Assigned task
Across all the entries below, how many lines mention the string "concrete"? Respond with a single number.

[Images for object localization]
-- Opening Marker --

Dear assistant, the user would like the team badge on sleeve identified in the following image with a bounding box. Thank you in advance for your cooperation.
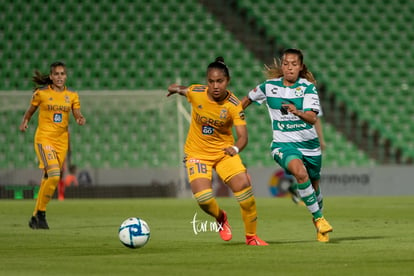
[239,111,246,120]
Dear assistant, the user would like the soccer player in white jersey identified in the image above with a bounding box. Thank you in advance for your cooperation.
[242,48,333,242]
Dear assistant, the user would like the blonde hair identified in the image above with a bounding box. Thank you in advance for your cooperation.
[264,49,316,85]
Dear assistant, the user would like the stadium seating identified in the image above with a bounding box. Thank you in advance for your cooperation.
[0,0,382,169]
[236,0,414,163]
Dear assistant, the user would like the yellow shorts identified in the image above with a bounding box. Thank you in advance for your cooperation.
[185,154,246,183]
[34,142,67,169]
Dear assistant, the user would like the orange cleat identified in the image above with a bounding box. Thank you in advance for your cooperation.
[246,235,269,246]
[217,211,232,241]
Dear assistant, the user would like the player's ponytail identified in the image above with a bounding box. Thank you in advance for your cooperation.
[32,70,52,89]
[300,63,317,85]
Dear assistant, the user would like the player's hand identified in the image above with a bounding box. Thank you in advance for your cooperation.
[76,116,86,125]
[19,121,28,132]
[223,146,239,156]
[320,140,326,151]
[282,103,299,115]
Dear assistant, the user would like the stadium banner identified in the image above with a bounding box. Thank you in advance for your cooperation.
[247,166,413,196]
[1,166,414,197]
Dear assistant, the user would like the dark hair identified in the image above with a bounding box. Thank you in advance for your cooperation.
[32,61,66,88]
[207,56,230,78]
[283,48,304,64]
[265,49,316,84]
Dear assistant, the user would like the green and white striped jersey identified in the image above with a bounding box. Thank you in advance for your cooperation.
[248,77,321,156]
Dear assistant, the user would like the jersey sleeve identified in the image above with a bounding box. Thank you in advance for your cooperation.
[72,92,81,109]
[232,104,247,126]
[303,84,320,114]
[247,83,267,105]
[318,105,323,117]
[30,90,41,107]
[186,84,206,103]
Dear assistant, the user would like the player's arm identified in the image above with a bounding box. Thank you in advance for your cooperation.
[287,85,320,125]
[282,103,318,125]
[167,84,188,97]
[314,118,326,150]
[19,104,38,132]
[223,124,248,156]
[72,108,86,125]
[241,96,252,110]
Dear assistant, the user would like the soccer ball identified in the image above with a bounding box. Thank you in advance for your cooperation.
[118,217,150,249]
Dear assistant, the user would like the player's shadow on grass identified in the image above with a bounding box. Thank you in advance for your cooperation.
[222,235,386,246]
[325,235,386,244]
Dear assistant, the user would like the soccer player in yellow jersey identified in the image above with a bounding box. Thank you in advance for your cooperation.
[19,61,86,229]
[167,57,267,245]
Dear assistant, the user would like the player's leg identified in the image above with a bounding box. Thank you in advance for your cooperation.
[29,171,48,229]
[287,158,323,219]
[273,148,332,239]
[304,156,324,211]
[284,170,303,205]
[305,157,332,241]
[273,148,321,218]
[218,156,267,245]
[309,179,330,240]
[186,157,231,241]
[30,144,63,229]
[312,179,323,211]
[191,178,219,218]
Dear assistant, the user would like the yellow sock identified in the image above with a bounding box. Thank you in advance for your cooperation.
[36,168,61,212]
[33,176,47,216]
[234,186,257,236]
[194,189,220,219]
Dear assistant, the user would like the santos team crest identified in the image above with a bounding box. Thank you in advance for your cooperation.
[294,87,303,97]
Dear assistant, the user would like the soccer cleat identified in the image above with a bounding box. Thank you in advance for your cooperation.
[36,211,49,229]
[314,217,333,234]
[28,216,38,229]
[246,235,269,246]
[217,211,232,241]
[29,211,49,230]
[312,218,330,242]
[316,231,330,242]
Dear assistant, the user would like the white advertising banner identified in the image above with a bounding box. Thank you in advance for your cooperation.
[1,166,413,197]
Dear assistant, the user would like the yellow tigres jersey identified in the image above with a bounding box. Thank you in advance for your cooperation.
[31,85,80,144]
[184,84,246,159]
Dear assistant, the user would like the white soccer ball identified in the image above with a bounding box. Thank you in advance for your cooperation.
[118,217,150,249]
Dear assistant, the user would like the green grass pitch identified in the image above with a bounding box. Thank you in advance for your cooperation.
[0,196,413,276]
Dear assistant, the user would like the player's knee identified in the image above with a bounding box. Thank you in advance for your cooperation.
[288,161,308,183]
[227,172,250,193]
[293,170,309,183]
[46,168,61,184]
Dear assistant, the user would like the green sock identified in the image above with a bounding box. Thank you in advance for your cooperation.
[297,180,322,219]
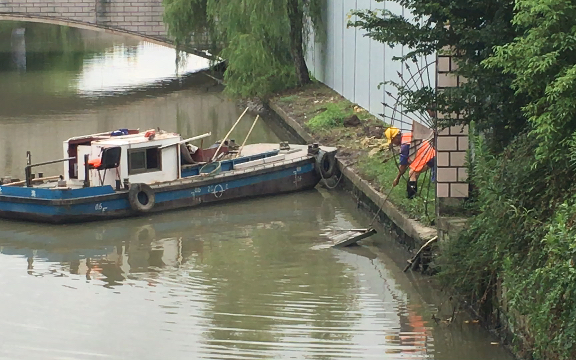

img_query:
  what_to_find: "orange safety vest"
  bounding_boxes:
[409,139,436,173]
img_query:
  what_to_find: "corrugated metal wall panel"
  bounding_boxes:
[354,0,372,112]
[383,1,407,130]
[331,1,345,94]
[341,0,357,101]
[323,2,335,87]
[368,0,385,121]
[313,33,325,82]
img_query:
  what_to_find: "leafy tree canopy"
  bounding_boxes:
[163,0,324,99]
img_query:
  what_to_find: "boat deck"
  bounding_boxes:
[11,143,335,191]
[161,143,326,189]
[238,143,334,160]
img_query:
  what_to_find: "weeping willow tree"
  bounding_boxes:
[163,0,324,98]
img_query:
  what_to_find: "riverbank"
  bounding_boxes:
[265,82,437,250]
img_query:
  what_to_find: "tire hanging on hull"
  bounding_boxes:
[128,183,155,212]
[315,150,337,179]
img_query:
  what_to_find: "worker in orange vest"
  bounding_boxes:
[385,126,436,199]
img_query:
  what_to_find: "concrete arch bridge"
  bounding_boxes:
[0,0,211,58]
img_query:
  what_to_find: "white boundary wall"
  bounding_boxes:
[306,0,434,131]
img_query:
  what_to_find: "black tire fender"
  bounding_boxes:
[315,150,336,179]
[128,183,155,212]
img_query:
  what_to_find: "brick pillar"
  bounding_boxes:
[436,50,469,214]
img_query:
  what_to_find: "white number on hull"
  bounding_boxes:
[95,203,107,212]
[207,184,228,198]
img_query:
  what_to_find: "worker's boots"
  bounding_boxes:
[407,181,418,199]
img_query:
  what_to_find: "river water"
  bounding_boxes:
[0,22,515,360]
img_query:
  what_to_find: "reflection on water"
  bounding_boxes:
[0,21,280,178]
[10,28,25,71]
[0,190,514,360]
[0,22,210,94]
[76,42,210,95]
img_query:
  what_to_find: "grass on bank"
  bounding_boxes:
[306,102,353,131]
[358,155,436,225]
[275,90,436,226]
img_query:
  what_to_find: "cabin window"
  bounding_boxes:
[128,147,161,174]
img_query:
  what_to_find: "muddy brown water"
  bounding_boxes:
[0,22,515,360]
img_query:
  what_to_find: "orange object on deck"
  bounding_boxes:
[88,158,102,168]
[144,129,156,138]
[409,140,435,173]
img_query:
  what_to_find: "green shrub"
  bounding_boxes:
[438,132,576,360]
[305,102,353,132]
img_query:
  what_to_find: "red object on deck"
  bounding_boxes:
[88,158,102,168]
[144,130,156,138]
[191,146,229,163]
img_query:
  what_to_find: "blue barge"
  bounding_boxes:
[0,129,337,223]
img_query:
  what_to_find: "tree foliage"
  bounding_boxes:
[348,0,525,150]
[163,0,324,98]
[439,132,576,360]
[485,0,576,162]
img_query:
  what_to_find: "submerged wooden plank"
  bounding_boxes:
[327,228,377,247]
[329,232,354,243]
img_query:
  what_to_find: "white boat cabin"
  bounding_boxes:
[64,129,183,189]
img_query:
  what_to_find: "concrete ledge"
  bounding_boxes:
[268,102,314,143]
[268,99,437,244]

-- Closing Marker --

Task solution
2